_WORK TO DO_
- A) In the film reviews, who directed In The Dark Half?
- B) Reproduce a passage from the film reviews word for word. Begin at the words "Made on a microbudget" and stop after "she’s babysitting dies.".
- C) Translate this sentence from the film reviews into Spanish: "In 1993, 13-year-old Texan boy Nicholas Barclay went missing."

_SELECTED PASSAGE_
The Dinosaur Project (2012)

Though it’s desperate to be the next Jurassic Park, there’s little Spielbergian bite to this low-budget Brit flick.

Instead we get wobbly cameras and equally wobbly acting from a cast of unknowns as a group of explorers hunt dinos in the Congo.

The found-footage hook is starting to feel pretty ancient, and the human drama is patchy at best, but Dinosaur Project is entertainingly silly.

Its money shots generally impress, and the breakneck pace bounds over a multitude of sins – including Park’s deadly dilophosaurus getting a makeover as a cute little critter that’ll have the nippers cooing. 3/5

Via Total Film

In The Dark Half (2012)

Made on a microbudget with support from South West Screen’s iFeatures scheme, ITDH is a striking debut from director Alastair Siddons.

The engagingly bolshy Jessica Barden (Tamara Drewe’s gobby teen) stars as Marie, who’s consumed with guilt when a boy she’s babysitting dies.

Part kitchen sink-er, part pseudo-ghost story, this has a firm grasp on the genres it casually straddles, with creepy sound design fostering a dreamy, portentous mood.

Despite slack pacing, the final twist is so good comparisons with The Sixth Sense aren’t out of the question. 3/5

Via Total Film

The Imposter (2012)

Most documentaries are obsessed with truth. That is, getting to the bottom of it, uncovering hidden facts or exposing terrible deceits. Not so The Imposter. Under the sure hand of Brit director Bart Layton, it’s a film about truths, plural, Layton’s gorgeously-shot jaw-dropper of a documentary chipping away at the notion of subjective truth, and the lies we tell ourselves and each other.

Needless to say, this is brain food cinema. At the centre of it all is a case so bizarre that it’s almost the dictionary definition of ‘stranger than fiction’. In 1993, 13-year-old Texan boy Nicholas Barclay went missing. Three years later, his family received a phone call from Spanish authorities informing them that they had him in their custody. The teenager sent back to Texas, though, looks nothing like the Nicholas the Barclays remember – which doesn’t stop them welcoming him into their home as their long-lost son anyway.

It’s a story that boggles the mind. “It sounded like something that couldn’t possibly have taken place in the real world,” Layton says of the case. As remarkable as the story is, though, Layton’s delivery of it surpasses all expectations, because this is no ordinary documentary.

For a start, the reconstructions are masterfully handled, shot through a noir-ish haze and affording the film a vital thriller edge. Cleverly playing around with documentary conventions, Layton weaves the interview material (he speaks with all of the Barclays and the titular ‘imposter’) with this reconstruction footage, creating something fast-paced, slick and totally involving.

_DATASET EXTRACT_
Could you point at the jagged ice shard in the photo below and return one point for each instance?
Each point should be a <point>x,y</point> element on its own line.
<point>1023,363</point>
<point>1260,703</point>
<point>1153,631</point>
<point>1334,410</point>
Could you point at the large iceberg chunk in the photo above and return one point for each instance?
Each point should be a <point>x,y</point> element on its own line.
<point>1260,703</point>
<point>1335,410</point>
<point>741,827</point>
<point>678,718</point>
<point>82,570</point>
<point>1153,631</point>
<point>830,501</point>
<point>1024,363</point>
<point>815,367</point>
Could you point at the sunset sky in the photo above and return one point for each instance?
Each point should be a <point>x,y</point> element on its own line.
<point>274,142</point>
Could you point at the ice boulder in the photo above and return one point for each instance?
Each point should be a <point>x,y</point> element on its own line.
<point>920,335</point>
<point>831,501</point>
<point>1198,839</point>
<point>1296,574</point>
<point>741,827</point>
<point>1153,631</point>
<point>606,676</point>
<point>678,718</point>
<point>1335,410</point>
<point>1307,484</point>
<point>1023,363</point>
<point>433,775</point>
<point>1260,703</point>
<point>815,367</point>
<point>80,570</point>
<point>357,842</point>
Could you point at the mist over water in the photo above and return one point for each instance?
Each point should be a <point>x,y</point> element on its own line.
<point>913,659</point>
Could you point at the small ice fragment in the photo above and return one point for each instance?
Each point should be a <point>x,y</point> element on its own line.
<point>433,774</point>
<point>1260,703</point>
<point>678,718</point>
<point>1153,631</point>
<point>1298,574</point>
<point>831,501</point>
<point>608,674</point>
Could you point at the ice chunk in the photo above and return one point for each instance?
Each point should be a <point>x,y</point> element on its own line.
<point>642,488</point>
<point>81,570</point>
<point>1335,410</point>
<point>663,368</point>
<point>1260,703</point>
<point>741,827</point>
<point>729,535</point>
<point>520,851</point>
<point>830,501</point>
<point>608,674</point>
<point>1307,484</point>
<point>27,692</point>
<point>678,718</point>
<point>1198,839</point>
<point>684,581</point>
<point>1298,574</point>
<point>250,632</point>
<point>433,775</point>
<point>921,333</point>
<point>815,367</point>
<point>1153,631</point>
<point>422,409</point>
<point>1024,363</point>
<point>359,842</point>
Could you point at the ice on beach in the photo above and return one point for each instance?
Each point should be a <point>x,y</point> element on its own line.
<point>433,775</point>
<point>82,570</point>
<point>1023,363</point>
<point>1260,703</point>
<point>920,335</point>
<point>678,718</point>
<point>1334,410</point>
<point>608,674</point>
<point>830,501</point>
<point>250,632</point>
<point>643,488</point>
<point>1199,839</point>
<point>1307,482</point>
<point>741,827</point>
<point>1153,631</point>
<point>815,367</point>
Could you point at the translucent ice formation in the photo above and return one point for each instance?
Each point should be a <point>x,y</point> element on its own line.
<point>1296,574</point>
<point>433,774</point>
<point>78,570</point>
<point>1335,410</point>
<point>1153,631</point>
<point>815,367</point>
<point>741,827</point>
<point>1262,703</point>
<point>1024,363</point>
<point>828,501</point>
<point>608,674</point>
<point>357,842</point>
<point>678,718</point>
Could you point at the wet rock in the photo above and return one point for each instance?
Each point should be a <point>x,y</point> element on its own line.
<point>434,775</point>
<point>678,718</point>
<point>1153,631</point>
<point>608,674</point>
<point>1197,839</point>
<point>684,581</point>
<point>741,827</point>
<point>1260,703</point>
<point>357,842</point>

_RESPONSES PER TASK_
- A) Alastair Siddons

- B)
Made on a microbudget with support from South West Screen’s iFeatures scheme, ITDH is a striking debut from director Alastair Siddons.

The engagingly bolshy Jessica Barden (Tamara Drewe’s gobby teen) stars as Marie, who’s consumed with guilt when a boy she’s babysitting dies.

- C) En 1993, Nicholas Barclay, un chico texano de 13 años, desapareció.